Excerpted passage.

Gay men’s perceptions of sexually transmissible infections and their experiences of diagnosis: ‘part of the way of life’ to feeling ‘dirty and ashamed’.
Holt M, Bernard D, Race K.
National Centre in HIV Social Research, The University of New South Wales, Sydney, NSW 2052, Australia
Background: Gay men are considerably more likely than their heterosexual peers to be diagnosed with a sexually transmissible infection (STI), yet relatively little has been published on gay men’s perceptions of STIs other than HIV. Methods: Drawing on interviews conducted with Sydney gay men, we analysed perceptions of STIs, and men’s experiences of testing and diagnosis. Results: Over half the men in the study had ever been diagnosed with an STI. STIs were generally regarded as inconvenient consequences of sexual activity. Viral, recurring STIs were viewed as being more serious than curable, bacterial STIs. However, all STIs were considered as considerably less important than HIV. Condom use and regular STI testing were the most commonly used strategies to manage the risk of STIs. Despite the relative lack of concern attributed to STIs, being diagnosed with an STI could generate feelings of shame, embarrassment and annoyance. For some men, education campaigns appeared to have helped destigmatise STIs and encourage regular testing. Conclusions: We believe that to maintain high rates of STI testing among gay men, community education efforts should continue to reduce the stigma associated with STIs and greater support should be offered to gay men when they receive an STI diagnosis.

Requirement 1.
Duplicate the part of the STI abstract between "Gay men’s perceptions of sexually" and "feeling ‘dirty and ashamed’.", inclusive.
Requirement 2.
According to the STI abstract, which two strategies did the men most commonly use to manage the risk of STIs?
Requirement 3.
List every section heading that appears in the STI abstract.

Dataset extract.
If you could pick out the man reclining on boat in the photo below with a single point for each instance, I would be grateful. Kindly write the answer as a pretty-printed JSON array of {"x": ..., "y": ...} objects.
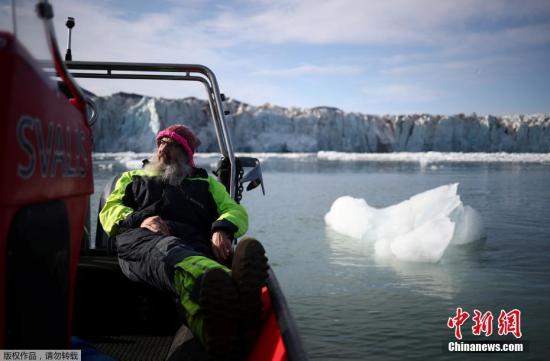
[{"x": 174, "y": 227}]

Task response 1.
Gay men’s perceptions of sexually transmissible infections and their experiences of diagnosis: ‘part of the way of life’ to feeling ‘dirty and ashamed’.

Task response 2.
Condom use and regular STI testing.

Task response 3.
Background, Methods, Results, Conclusions